*PROBLEM DETAILS*.
Reproduce the line that holds "target | paved ground" together with all the lines after it up to the end of the entries.

*TASK INPUTS*.
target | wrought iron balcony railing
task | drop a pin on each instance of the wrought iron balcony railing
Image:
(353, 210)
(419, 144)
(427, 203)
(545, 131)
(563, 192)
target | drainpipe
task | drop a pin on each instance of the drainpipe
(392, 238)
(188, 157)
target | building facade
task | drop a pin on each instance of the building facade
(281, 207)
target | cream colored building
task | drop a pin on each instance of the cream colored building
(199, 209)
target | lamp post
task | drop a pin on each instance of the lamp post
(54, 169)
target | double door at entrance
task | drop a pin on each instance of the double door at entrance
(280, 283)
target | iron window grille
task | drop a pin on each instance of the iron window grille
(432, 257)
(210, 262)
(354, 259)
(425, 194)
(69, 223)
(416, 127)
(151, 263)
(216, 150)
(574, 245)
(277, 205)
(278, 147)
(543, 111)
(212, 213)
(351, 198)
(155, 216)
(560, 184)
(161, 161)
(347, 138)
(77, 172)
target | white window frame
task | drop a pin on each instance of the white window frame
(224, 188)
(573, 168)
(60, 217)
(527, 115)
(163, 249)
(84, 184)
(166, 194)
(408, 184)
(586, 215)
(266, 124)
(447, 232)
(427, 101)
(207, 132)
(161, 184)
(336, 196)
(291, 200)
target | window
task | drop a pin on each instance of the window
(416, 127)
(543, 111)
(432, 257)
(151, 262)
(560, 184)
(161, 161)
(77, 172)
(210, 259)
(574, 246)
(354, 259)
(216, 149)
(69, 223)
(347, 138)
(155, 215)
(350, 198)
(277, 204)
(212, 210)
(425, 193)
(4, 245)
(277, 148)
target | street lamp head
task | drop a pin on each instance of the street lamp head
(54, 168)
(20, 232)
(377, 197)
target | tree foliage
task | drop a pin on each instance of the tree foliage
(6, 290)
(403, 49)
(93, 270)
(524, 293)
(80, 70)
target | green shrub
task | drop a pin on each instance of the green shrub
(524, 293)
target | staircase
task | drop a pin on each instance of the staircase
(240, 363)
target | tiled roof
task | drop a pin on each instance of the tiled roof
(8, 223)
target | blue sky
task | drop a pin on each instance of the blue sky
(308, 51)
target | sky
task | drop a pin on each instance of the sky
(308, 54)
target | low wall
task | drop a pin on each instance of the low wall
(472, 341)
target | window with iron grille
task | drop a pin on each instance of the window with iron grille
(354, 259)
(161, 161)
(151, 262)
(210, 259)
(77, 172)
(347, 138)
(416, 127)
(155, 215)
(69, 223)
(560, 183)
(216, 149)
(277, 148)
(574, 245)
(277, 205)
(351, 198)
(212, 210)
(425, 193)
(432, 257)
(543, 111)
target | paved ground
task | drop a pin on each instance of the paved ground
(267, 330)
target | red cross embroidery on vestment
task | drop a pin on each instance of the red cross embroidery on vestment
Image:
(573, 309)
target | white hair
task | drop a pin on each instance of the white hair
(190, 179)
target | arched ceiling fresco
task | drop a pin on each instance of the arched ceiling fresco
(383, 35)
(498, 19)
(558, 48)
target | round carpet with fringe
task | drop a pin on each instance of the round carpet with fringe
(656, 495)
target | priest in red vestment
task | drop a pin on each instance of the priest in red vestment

*EXERCISE RESPONSE*.
target | paved ground
task | drop a pin on each instance of the paved ground
(267, 330)
target | red cross embroidery on vestment
task | drop a pin on each instance of the red cross embroidery on vestment
Image:
(573, 309)
target | white hair
task | drop a pin on each instance of the white hair
(190, 179)
target | arched ceiling fresco
task | drop a pin on each instance of the arched ceiling fresco
(383, 35)
(498, 19)
(558, 48)
target | round carpet with fringe
task | drop a pin on each instance of the round carpet with fringe
(656, 495)
target | priest in red vestment
task | drop a pin on each instance of the priest in red vestment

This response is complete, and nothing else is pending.